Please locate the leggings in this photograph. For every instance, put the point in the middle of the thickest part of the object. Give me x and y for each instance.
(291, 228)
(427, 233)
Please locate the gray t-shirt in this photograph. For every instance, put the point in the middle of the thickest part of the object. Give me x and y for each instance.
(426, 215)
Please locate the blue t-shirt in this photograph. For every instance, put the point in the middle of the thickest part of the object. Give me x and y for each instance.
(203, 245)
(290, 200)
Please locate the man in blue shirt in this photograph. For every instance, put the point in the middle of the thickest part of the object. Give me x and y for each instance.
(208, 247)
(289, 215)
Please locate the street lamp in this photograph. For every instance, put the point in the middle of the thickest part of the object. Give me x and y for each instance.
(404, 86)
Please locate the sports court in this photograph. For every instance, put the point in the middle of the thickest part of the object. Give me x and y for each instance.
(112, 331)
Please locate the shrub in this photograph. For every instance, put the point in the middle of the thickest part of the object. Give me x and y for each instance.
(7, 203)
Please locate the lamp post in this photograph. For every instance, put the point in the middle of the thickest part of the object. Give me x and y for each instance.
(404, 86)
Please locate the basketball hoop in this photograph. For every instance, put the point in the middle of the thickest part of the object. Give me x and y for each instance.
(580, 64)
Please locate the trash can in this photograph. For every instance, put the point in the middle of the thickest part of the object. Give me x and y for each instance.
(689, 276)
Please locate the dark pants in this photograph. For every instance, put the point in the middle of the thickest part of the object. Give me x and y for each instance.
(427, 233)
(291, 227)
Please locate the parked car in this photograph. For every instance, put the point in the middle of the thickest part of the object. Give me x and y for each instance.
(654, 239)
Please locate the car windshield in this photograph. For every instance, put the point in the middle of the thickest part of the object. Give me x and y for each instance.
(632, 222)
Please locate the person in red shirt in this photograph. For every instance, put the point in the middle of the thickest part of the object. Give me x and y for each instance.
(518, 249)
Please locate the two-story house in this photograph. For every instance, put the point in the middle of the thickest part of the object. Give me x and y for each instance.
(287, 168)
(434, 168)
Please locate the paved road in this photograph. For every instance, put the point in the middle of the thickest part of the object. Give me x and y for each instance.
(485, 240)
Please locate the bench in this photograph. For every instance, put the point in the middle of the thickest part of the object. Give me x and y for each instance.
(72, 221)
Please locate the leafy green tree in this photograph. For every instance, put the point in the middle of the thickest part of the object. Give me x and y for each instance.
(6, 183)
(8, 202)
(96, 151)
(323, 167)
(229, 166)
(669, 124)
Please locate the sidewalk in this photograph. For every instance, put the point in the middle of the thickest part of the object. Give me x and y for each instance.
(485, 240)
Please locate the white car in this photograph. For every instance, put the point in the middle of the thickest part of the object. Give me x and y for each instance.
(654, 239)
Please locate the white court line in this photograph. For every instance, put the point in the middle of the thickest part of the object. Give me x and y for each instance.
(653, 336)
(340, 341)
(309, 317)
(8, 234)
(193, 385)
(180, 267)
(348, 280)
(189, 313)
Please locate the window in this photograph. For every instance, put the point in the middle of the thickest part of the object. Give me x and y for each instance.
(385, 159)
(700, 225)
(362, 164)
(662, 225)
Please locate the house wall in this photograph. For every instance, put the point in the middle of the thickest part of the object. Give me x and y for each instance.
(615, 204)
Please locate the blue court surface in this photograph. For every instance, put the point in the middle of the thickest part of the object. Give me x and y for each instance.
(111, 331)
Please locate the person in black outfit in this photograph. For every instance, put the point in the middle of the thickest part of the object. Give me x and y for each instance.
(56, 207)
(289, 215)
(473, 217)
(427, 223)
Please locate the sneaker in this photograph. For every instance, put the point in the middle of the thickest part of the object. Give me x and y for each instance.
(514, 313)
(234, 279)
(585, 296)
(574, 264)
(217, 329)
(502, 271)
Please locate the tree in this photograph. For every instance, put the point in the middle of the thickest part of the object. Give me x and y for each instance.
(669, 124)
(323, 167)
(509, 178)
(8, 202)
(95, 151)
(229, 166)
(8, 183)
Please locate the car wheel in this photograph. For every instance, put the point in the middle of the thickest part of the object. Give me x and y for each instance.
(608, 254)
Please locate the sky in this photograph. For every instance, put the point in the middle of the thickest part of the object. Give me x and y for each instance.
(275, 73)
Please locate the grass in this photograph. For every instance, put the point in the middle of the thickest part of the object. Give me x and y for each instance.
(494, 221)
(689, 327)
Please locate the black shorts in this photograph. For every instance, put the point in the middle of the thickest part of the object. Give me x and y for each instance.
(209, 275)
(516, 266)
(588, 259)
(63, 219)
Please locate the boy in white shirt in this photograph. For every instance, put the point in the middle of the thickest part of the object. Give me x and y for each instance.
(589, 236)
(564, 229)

_ _ _ _

*Problem requirements*: Restate every line of the data word for word.

*Result*:
Please locate the leggings in this photograph. For every instance, put the point in the middle of the thickest part of the object. Give me x and y for each instance.
(291, 228)
(427, 233)
Please locate the gray t-shirt in this photograph. For every instance, put the point in the middle of the thickest part of the object. Give me x and y for each instance.
(426, 215)
Please locate the blue t-shirt in this photograph. For every instance, put the point in the middle of the thickest part of the object. Give me x and y for each instance.
(203, 245)
(290, 200)
Please locate the man in blue shirt in this photograph. For every instance, put the point in the middle of the thickest part of the object. Give me x and y for each instance.
(208, 247)
(289, 215)
Please locate the street lamp in this photograph. For every instance, put the point in the middle of the thickest part of the object. Give me x and y for each instance.
(404, 86)
Please locate the sports court in this photograph. For every instance, put the point in the middle of the thickest part of the object. Give me x and y for each instance.
(112, 331)
Please locate the shrub in this photograph. For every instance, put the point in the middle of the thickest part of the object. Give me x and y for each instance.
(7, 203)
Please locate the lamp post in this photograph. For every instance, put the point in the middle of the thickest part of the object. Give me x and y for each instance.
(404, 86)
Please locate the basketball hoop in this photograph. For every instance, put the point in the middle of the thickest part of the object. Give me x and y for each instance.
(580, 64)
Please locate the trash can in this photograph. For every instance, put the point in the middle of the thickest part of the object. Give me x and y for each instance.
(689, 276)
Please locate the dark pants in this photograph. For every instance, put the point in the middle of the thickest part of the object. Give me x and y for each instance.
(427, 233)
(291, 227)
Please locate the parked car in this photograph. For every instance, put the point in the middle of the thickest part of the object. Give me x and y for each instance.
(654, 239)
Please locate the car windshield in this photograph. For every instance, put the point in the middle of the thickest part of the object. Give me x and y for each instance.
(632, 222)
Please locate the person in red shirt in this photograph. For every instance, put the point in the middle of the thickest part of the object. Give me x and y for each instance.
(518, 249)
Please locate the two-story house in this photograph. For every instance, put the point in the middle of the thickest part of the object. Give me x and y for each instance.
(287, 168)
(434, 168)
Please locate the paved road in this photograph. For every instance, put the point in the middle of the thickest part of the object. Give me x and y for each instance.
(485, 240)
Please locate the bench in this photograph. For every instance, put the point in the middle of the thickest part of the object. Give me x and y for each instance.
(72, 221)
Please locate the leafy green tree in this photograph. For every instance, put the point in the middle of the thickest part of the object. Give me x and y for each instance.
(6, 183)
(8, 202)
(96, 151)
(323, 167)
(229, 166)
(669, 124)
Please locate the sidewalk in this photograph. For every instance, put the point in the middle of the thickest part of the object. Give me x and y for each instance.
(485, 240)
Please locate the white car in this photograph. For every instance, put the point in the middle of the thickest part of the object. Give me x and y for each instance.
(654, 239)
Please locate the white court line in this photograph. For every instance, put the point in the middle of the thickest part of the object. Give me x and y for each instance.
(653, 336)
(340, 341)
(309, 317)
(8, 234)
(193, 385)
(180, 267)
(348, 280)
(189, 313)
Please locate the window in this photograph. For every instance, put the point in the middle of the thickest part of the object. Give me x and y for each instance.
(385, 159)
(700, 225)
(362, 164)
(662, 225)
Please locate the house wall in this photograph. For every instance, put the point in the middle of the thickest part of the object. Give me x and y for each instance.
(615, 204)
Please locate the blue court surface in this photograph. For every instance, put the point in the middle of the thickest part of the object. Give me x and y for each instance.
(111, 331)
Please locate the person in black outfit in this photograph. For every instance, put the point in the middle of the thickest part of the object. Give me x and y for each instance.
(56, 207)
(289, 215)
(473, 217)
(427, 223)
Please locate the sneaker in this photograph. For every instance, put the point in the middle of the thickest part of the object. Give me x and y for each instance.
(514, 313)
(234, 279)
(585, 296)
(574, 264)
(217, 329)
(502, 271)
Please locate the tree in this photograph. For every instance, put the point in the middle of the thickest part of the object. Give me x and y for each instance.
(669, 124)
(323, 167)
(509, 178)
(8, 202)
(95, 151)
(229, 166)
(8, 183)
Please locate the car wheel in this photograph. For every instance, put the point in the middle of the thickest part of the object. Give me x and y for each instance.
(608, 254)
Please locate the sky in this photograph. For every instance, put the point in the middle of the thickest part of the object. Give me x and y for each instance.
(275, 73)
Please locate the grass in this photograph. For every instance, put the point in the middle of the thickest part of the object. Give me x and y for each instance.
(494, 221)
(689, 327)
Please locate the black shorts in this photograph. For every instance, put the point in the middle of the thickest part of the object. Give me x and y for each instance.
(209, 275)
(516, 266)
(588, 259)
(63, 219)
Please locate the boy in white shirt in this photograph. For every instance, put the point in the middle of the thickest part of the object. Give me x and y for each instance.
(589, 236)
(564, 229)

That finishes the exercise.